--- WHAT YOU ARE ASKED TO DO ---
Any picture in the listing is left out of the copy; all else is duplicated exactly.

--- DATA PROVIDED ---
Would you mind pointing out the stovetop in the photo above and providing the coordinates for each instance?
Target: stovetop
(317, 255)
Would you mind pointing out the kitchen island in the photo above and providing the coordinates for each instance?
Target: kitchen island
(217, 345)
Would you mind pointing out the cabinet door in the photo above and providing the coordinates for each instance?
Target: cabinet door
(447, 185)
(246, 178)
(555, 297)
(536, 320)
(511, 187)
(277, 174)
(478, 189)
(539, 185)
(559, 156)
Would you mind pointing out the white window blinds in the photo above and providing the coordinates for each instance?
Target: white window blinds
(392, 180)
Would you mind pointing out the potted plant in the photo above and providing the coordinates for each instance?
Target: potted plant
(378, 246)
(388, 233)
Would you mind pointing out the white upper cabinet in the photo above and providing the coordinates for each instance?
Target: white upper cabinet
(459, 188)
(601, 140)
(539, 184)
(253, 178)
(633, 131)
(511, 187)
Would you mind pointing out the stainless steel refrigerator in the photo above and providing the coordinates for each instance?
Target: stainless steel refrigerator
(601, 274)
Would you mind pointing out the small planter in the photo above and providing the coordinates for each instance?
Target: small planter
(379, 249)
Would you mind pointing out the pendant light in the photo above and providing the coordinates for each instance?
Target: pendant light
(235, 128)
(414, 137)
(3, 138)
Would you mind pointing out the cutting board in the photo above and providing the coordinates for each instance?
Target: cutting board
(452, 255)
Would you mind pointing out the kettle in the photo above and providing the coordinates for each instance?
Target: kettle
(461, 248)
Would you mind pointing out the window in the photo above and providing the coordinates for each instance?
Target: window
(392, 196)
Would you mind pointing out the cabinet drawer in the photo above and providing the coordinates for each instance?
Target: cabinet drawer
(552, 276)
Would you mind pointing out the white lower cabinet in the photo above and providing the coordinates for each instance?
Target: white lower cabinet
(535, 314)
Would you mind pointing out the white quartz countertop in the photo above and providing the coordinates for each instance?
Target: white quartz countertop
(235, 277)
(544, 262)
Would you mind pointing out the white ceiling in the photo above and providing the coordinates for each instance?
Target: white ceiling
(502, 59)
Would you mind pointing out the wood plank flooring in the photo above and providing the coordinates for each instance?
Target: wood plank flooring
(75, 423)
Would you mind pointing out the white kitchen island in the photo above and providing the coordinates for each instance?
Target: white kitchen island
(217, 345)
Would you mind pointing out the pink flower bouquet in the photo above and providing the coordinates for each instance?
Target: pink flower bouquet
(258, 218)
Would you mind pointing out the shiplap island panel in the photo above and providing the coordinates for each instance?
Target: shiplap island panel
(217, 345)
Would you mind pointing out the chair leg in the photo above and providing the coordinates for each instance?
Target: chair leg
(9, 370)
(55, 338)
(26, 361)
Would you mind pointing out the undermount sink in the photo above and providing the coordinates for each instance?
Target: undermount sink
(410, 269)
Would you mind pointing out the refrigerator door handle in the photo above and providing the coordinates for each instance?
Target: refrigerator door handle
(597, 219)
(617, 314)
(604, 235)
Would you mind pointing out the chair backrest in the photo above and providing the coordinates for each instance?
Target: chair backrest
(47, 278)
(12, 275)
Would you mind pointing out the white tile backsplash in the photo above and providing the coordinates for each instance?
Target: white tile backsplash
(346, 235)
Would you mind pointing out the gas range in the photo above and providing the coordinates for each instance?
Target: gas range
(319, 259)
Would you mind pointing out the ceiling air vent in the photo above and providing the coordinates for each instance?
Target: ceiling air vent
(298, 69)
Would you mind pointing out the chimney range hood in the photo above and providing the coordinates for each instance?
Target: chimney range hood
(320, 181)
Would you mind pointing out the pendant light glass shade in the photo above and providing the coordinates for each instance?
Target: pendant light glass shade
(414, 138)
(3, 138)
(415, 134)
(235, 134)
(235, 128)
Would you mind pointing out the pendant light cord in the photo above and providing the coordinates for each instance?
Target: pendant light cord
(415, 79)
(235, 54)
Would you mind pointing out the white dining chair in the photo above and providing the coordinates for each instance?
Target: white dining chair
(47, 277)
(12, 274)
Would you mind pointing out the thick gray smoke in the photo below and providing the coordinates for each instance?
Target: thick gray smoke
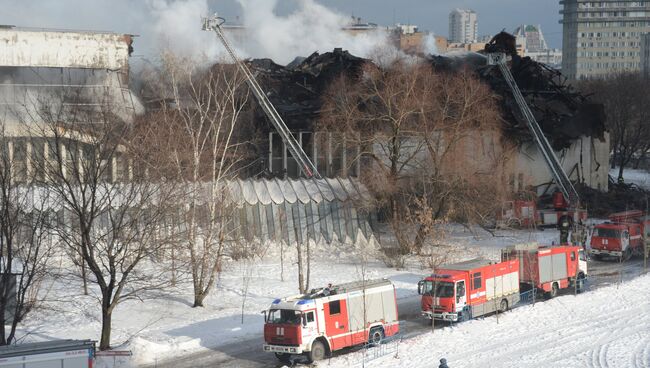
(176, 25)
(311, 27)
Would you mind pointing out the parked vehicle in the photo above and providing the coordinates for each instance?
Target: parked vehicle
(621, 237)
(57, 353)
(465, 290)
(331, 318)
(548, 269)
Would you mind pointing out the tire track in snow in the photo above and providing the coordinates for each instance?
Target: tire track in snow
(641, 357)
(544, 339)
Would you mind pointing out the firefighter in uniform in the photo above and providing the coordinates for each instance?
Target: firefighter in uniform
(579, 235)
(564, 225)
(443, 363)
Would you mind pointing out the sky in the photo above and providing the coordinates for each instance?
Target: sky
(433, 15)
(176, 22)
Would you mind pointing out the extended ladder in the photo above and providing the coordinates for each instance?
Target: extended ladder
(560, 176)
(306, 165)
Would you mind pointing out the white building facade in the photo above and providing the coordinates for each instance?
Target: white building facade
(463, 26)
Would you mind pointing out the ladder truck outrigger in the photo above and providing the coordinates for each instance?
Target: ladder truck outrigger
(567, 204)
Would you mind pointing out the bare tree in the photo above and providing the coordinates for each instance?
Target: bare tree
(201, 129)
(110, 212)
(628, 112)
(414, 125)
(26, 246)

--- RESULT OF THIS TASK ---
Would you mind pointing out the stovetop in the photo above and providing the coordinates for each instance?
Target: stovetop
(317, 255)
Would you mind pointing out the kitchen island in the photo above and providing the coordinates for each instance?
Target: kitchen island
(217, 345)
Would you mind pointing out the cabinet door in the photo above and providing the coordinates for each instance?
Target: cabinet door
(447, 185)
(246, 178)
(555, 297)
(536, 320)
(511, 187)
(277, 174)
(478, 189)
(539, 185)
(559, 156)
Would you mind pointing out the white window blinds in the photo above and providing the coordinates for each instance?
Target: white window blinds
(392, 180)
Would you mind pointing out the potted plant in the photo above and providing the coordinates for each instance?
Target: potted plant
(378, 246)
(388, 233)
Would you mind pointing out the white upper cabinet in the photo above and providing the coordinates for each instance?
Target: white upper cabinet
(459, 188)
(601, 140)
(539, 184)
(253, 178)
(633, 131)
(511, 187)
Would you mind pointing out the stainless steel refrigerator in the photo above and providing the coordinates for each instance?
Target: stainless steel refrigerator
(601, 274)
Would you mind pointing out the small planter in the photo above and providing the coordinates for each instance?
Target: small planter
(379, 249)
Would you mind pointing out the pendant light in the photo above and providing the coordinates for each instance?
Target: pendant light
(235, 128)
(414, 137)
(3, 138)
Would you mind pointing out the cutting board in the photo above and providing the coordinates for each instance?
Target: cutting board
(452, 255)
Would you mind pointing out the kettle in the photo above and providing the coordinates for each instance?
Target: kettle
(461, 248)
Would you mind pointing out the window in the photo above and providing the coordinates for each instance?
Target: window
(392, 196)
Would you mind pointing out the cabinet drawer in the photo above and providing the coordinates for each instance?
Target: cabinet drawer
(552, 276)
Would you mind pointing out the white lower cabinet in the photo above and providing the coordinates for each instance?
Target: white lower cabinet
(535, 314)
Would you mind pointing out the white quartz countertop in the photo above and providing the coordinates for each instance?
Target: white quartz countertop
(235, 277)
(544, 262)
Would you mind pointing out the white ceiling in the photo above and providing the coordinates for each instance?
Target: white ceiling
(502, 59)
Would you mind pointing out the wood plank flooring in the photo above and providing the coordinates for each instance?
Target: wood plank flooring
(75, 423)
Would you mind pointing out the white kitchen island in the photo above and providing the coordinates for each instance?
Target: white kitchen island
(217, 345)
Would you mind pointing out the pink flower bouquet in the photo above and providing the coordinates for each instance?
Target: pink flower bouquet
(258, 218)
Would you mind pointing out the shiplap island panel in the photo above and providing the coordinates for each instance?
Target: shiplap island panel
(217, 345)
Would you mind pointing out the chair leg in the photo above and providing the coordinates for each instance?
Target: chair leg
(9, 370)
(55, 338)
(26, 361)
Would you mind pointing out the undermount sink in the photo above and providing the coordinates for each instance?
Target: undermount sink
(410, 269)
Would you mind pointing out the refrigerator door handle in the photo above and providing the coordinates for each instance?
Target: refrigerator door handle
(597, 219)
(617, 314)
(604, 235)
Would you mind pointing out the chair backrest in the photo above and providing the coordinates for each instance?
Target: chair backrest
(47, 278)
(12, 275)
Would you mind pointing out the white tile backsplash in the photo above and providing the coordinates for each instance?
Target: white tile backsplash
(346, 235)
Would you mind pointing out the gas range in the photo above and providing the coordinates for each instance?
Target: gas range
(319, 259)
Would you mind pointing out the ceiling air vent in the photo above and providing the coordinates for each instance?
Target: ceiling air vent
(298, 69)
Would you mind pointing out the chimney range hood in the photo above and providing the coordinates for each instance?
Target: chimney range hood
(320, 181)
Would you mind pointing out the pendant light glass shade in the photo above and providing the coordinates for each instance?
Target: pendant light glass shade
(414, 138)
(3, 138)
(415, 134)
(235, 134)
(235, 128)
Would you mind pointing out the pendant light cord in the photo above and providing the coordinates for each instance?
Target: pendant light cord
(415, 79)
(235, 54)
Would you mind pointing out the white dining chair in the photo above and providing the coordinates for each instance?
Target: white dining chair
(47, 277)
(12, 274)
Would you mind pointing out the thick gray smoke in the photo below and providing the coordinates for each instance?
Target: thick gray smoke
(176, 25)
(311, 27)
Would you mind pointing out the parked vehicle in the photo above and providing the coordinates for each instance?
Target: parked vehicle
(621, 237)
(57, 353)
(465, 290)
(331, 318)
(548, 269)
Would you mind pointing out the tire track in snow in the photo above and providing the coordinates for each instance?
Target: tire track in snow
(641, 357)
(544, 339)
Would you mind pointing out the firefighter in uniform in the photo above and providing the coordinates for each instance?
Target: firefighter in uniform
(579, 235)
(564, 225)
(443, 363)
Would you mind pointing out the sky in the photo above and providing the coordinates for each instance?
Target: sky
(433, 15)
(176, 22)
Would you mind pointing out the extended ladder in the photo above and providing the coordinates for each instance?
Target: extended ladder
(560, 176)
(306, 165)
Would you mind pointing out the white building facade in the photo above and providing the coordinates for each instance?
Target: white building facade
(463, 26)
Would you mind pointing out the ladder truck outrigger in the photo above and providing the coordinates for each instance?
Target: ladder truck outrigger
(567, 204)
Would you mind pointing out the bare tree in the photo above and providing the coordinates for each instance?
Target: bare tree
(201, 129)
(110, 212)
(628, 112)
(414, 125)
(26, 246)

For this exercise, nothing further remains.